▶ [Assignment] Without changing a single word, output each entry.

▶ [Data provided]

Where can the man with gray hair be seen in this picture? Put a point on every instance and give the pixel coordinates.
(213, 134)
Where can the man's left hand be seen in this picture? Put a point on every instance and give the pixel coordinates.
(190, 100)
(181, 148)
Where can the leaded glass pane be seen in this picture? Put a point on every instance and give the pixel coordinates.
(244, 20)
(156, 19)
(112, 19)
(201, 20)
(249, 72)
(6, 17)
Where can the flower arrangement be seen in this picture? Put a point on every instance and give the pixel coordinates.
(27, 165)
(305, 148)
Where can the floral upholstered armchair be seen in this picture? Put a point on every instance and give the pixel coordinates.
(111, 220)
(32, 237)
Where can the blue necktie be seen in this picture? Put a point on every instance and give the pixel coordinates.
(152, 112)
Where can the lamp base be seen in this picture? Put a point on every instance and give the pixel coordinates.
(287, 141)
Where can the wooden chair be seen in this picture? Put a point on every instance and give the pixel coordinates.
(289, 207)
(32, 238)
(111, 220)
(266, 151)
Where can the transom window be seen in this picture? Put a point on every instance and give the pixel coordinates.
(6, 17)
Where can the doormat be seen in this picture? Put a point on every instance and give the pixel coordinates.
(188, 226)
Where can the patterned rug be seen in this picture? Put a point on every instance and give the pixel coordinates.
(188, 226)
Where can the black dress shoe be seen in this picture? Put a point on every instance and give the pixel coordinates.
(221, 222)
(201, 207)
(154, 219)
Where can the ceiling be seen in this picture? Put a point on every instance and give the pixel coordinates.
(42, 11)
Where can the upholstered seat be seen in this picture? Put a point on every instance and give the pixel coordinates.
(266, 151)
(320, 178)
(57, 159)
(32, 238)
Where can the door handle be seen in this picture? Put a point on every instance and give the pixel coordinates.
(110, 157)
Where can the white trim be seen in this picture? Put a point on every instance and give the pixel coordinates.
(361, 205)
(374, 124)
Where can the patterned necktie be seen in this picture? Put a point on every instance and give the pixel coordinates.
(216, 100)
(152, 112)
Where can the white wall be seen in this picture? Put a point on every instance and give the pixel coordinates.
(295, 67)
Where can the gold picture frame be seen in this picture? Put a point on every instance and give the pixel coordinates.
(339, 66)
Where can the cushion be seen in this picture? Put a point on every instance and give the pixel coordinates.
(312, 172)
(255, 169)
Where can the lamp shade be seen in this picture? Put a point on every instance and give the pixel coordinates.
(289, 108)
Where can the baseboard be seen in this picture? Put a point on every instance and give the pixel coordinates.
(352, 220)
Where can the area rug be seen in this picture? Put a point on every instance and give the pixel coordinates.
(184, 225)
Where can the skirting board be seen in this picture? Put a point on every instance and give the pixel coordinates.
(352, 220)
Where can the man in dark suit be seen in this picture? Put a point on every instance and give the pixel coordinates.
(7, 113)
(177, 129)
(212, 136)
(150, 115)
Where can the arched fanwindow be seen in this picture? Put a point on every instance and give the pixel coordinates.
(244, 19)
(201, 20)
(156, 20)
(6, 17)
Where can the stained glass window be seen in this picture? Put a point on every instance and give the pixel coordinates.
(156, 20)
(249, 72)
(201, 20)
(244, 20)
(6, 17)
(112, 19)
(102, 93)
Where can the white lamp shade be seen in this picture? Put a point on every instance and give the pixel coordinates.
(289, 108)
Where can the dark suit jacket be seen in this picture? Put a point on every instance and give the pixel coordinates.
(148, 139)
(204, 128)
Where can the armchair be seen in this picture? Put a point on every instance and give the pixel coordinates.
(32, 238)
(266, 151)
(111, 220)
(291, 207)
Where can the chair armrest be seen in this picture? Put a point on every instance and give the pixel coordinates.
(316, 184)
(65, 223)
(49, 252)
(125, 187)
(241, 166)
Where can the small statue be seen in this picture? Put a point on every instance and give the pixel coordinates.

▶ [Output for this exercise]
Where can the man with gray hair be seen in this picture? Put a point on every instance and give the pixel coordinates.
(213, 134)
Where can the man's left hand be seen in this picture? Put a point on every instance and give the pixel coordinates.
(190, 100)
(181, 148)
Where can the leaded glass pane be seen in this picture? Put a point on every instance and give the pixel coordinates.
(244, 20)
(156, 19)
(112, 19)
(201, 20)
(249, 72)
(6, 17)
Where can the flower arrangement be seen in this picture? Put a point on every instance and give the pixel coordinates.
(27, 165)
(305, 148)
Where can the floral upholstered armchair be seen in this picture? Put a point on every instance and give the pixel coordinates.
(111, 220)
(32, 237)
Where can the blue necktie be seen in this picture? Put a point on every instance and give the pixel coordinates.
(152, 112)
Where can the lamp base be seen in this picture? Put a point on every instance and give the pixel coordinates.
(287, 141)
Where can the wooden chair be seen in this picture? Put a point on every instance and give the pixel coordinates.
(289, 207)
(32, 238)
(111, 220)
(266, 151)
Where can the transom window be seen in this picture? Put a point on every instance and give the pixel coordinates.
(6, 17)
Where can the doormat be seen in this picture? Put a point on every instance and give the pixel coordinates.
(188, 226)
Where can the patterned rug be seen in this picture? Put a point on every instance and give the pixel coordinates.
(188, 226)
Where can the black dress shoe be seen in this picture? Put a point on every instance and give the pixel coordinates.
(221, 222)
(201, 207)
(154, 219)
Where can the ceiling be seen in this picture? Put a point on every instance and give the pixel coordinates.
(42, 11)
Where can the upholstered seat be seen in this picture? Put a point on every instance and give the pixel coordinates.
(266, 151)
(320, 178)
(57, 159)
(32, 238)
Where can the door handle be seen in this picture? Put a point on every instance and give the pixel coordinates.
(110, 157)
Where can the white trim be seen in this picture? Put a point on every instance and give the pixel coordinates.
(361, 205)
(374, 124)
Where can the patterned necktie be seen in this picture? Put a point on every instance and give the pixel coordinates.
(216, 100)
(152, 112)
Where can the white wall be seen in this picture? Put a point on every instance and give the pixel coordinates.
(295, 67)
Where can the gold picture frame be seen in this picture? Put a point on every instance and give the pixel coordinates.
(339, 66)
Where can the cushion be seen in this picture? Put a point on every instance and give the pixel coordinates.
(312, 172)
(255, 169)
Where can the lamp shade be seen in this picture? Put a point on every instance and give the pixel coordinates.
(289, 108)
Where can the baseboard be seen in this picture? Put a point on every instance and give the pixel coordinates.
(352, 220)
Where can the area rug be seen in this picture? Put a point on every instance and give the pixel coordinates.
(184, 225)
Where can the skirting board be seen in this picture? Put a point on every instance and give the pixel coordinates.
(352, 220)
Where can the man in dark suit be seen in this picture? Put a point on every instance and give the pixel coordinates.
(7, 113)
(177, 129)
(212, 136)
(150, 115)
Where can the arched fanwindow be seen in this picture? Put a point on every instance and give the pixel coordinates.
(244, 19)
(201, 20)
(156, 20)
(6, 17)
Where can the stained glass window be seen in this picture? Put a point on every instance and give the pixel coordinates.
(156, 20)
(249, 72)
(201, 20)
(244, 20)
(6, 17)
(112, 19)
(102, 93)
Where can the white lamp shade be seen in this picture? Put a point on every instance and give the pixel coordinates.
(289, 108)
Where can the dark suit jacket be seen in this picture? Put a point on every instance and give the pixel coordinates.
(148, 139)
(204, 128)
Where can the armchair be seen in this picture? Put a point on every instance and give the pixel coordinates.
(32, 238)
(266, 151)
(111, 220)
(291, 207)
Where can the chair armrest be seen in this picture? Put a point on every instance and give the pixel coordinates.
(316, 184)
(65, 223)
(49, 252)
(125, 187)
(241, 166)
Where can the small statue be seen in this picture? Put a point on every instance and give the pixel coordinates.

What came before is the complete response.